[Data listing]
┄┄┄┄┄┄

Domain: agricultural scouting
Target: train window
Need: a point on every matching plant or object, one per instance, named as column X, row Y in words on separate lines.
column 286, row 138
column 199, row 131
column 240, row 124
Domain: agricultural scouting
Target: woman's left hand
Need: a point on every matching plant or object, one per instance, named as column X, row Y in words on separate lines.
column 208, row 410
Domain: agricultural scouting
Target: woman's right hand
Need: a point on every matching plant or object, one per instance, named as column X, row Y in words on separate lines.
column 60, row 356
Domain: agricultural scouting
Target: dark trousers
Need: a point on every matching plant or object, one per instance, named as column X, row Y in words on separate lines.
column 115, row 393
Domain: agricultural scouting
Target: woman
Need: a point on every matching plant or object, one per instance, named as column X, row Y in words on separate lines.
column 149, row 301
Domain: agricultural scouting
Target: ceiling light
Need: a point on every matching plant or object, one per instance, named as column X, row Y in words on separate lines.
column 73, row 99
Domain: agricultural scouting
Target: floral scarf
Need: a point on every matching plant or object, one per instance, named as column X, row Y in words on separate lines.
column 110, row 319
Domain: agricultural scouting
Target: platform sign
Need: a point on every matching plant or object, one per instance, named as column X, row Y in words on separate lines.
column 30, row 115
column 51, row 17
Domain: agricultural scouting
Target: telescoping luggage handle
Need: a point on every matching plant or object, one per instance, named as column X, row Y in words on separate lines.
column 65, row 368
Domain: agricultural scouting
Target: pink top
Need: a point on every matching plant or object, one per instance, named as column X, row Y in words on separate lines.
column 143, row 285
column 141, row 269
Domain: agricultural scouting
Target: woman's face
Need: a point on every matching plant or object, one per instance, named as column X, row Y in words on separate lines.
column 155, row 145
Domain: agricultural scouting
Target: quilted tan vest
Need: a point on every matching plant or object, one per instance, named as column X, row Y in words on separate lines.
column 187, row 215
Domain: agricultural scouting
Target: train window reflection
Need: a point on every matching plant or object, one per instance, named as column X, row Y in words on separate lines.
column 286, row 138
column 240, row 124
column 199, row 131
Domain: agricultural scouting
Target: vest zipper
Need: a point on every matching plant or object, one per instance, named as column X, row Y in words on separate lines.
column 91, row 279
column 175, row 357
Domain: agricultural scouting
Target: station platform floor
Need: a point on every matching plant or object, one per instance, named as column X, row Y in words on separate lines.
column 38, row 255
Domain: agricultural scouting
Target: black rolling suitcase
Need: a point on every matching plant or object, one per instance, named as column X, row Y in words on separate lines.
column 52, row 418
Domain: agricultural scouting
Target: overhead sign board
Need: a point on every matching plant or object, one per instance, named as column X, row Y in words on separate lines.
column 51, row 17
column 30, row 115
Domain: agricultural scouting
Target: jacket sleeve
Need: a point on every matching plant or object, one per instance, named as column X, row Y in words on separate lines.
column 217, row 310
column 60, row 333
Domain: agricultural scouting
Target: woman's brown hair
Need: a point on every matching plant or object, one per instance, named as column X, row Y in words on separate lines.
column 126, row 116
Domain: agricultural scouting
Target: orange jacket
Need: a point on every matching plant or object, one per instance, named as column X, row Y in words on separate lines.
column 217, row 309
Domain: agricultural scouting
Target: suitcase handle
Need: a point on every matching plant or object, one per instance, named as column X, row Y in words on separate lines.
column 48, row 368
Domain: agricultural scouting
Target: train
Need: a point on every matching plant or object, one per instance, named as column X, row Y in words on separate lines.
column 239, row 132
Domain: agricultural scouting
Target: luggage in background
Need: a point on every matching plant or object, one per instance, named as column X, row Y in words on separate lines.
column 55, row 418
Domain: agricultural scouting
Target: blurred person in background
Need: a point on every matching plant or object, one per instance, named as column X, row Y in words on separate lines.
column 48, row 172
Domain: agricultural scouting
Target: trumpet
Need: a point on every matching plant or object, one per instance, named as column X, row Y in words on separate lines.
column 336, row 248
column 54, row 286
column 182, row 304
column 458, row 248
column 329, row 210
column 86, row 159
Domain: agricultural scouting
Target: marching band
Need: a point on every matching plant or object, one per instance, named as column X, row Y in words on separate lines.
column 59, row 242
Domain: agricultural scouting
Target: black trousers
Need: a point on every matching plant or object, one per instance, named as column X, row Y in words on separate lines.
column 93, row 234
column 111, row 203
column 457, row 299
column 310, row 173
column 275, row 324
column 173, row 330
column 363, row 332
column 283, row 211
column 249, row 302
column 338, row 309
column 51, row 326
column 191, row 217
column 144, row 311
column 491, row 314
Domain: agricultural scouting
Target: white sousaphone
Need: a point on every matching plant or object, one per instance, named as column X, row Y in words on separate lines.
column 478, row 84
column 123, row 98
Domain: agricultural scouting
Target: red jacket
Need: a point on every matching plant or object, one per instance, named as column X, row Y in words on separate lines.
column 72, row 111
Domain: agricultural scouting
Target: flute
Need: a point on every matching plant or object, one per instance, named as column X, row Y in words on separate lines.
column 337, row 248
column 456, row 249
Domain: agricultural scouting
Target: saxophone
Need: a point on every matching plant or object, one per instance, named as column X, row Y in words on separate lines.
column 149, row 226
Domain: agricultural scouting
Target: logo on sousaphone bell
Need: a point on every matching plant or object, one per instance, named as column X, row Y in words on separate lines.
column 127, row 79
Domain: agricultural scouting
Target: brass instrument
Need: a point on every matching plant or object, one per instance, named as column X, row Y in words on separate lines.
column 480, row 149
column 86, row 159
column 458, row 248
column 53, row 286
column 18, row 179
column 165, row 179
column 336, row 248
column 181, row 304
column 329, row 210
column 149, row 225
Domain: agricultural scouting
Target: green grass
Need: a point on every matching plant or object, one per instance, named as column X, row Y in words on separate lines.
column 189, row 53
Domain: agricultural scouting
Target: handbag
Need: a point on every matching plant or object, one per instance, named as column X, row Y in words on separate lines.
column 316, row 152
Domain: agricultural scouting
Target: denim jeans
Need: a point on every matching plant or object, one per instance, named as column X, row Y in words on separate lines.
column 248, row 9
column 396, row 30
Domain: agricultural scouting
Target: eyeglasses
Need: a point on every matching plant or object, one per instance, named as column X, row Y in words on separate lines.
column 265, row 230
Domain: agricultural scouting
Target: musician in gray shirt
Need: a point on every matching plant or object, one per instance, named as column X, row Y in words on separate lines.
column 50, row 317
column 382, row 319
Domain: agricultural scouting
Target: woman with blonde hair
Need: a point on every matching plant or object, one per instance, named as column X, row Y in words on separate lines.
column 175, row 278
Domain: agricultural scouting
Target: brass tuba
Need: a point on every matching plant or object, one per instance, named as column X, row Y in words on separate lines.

┄┄┄┄┄┄

=== Prompt ===
Reproduce the items above, starting at the first line and ending after the line that contains "column 60, row 356".

=== Exercise solution ===
Domain: agricultural scouting
Target: train window
Need: a point on every matching plant or object, one per instance, named as column X, row Y in words on separate lines.
column 286, row 138
column 199, row 131
column 240, row 124
Domain: agricultural scouting
Target: woman's left hand
Need: a point on every matching plant or object, one per instance, named as column X, row Y in words on separate lines.
column 208, row 410
Domain: agricultural scouting
Target: woman's right hand
Need: a point on every matching plant or object, one per instance, named as column X, row Y in words on separate lines.
column 60, row 356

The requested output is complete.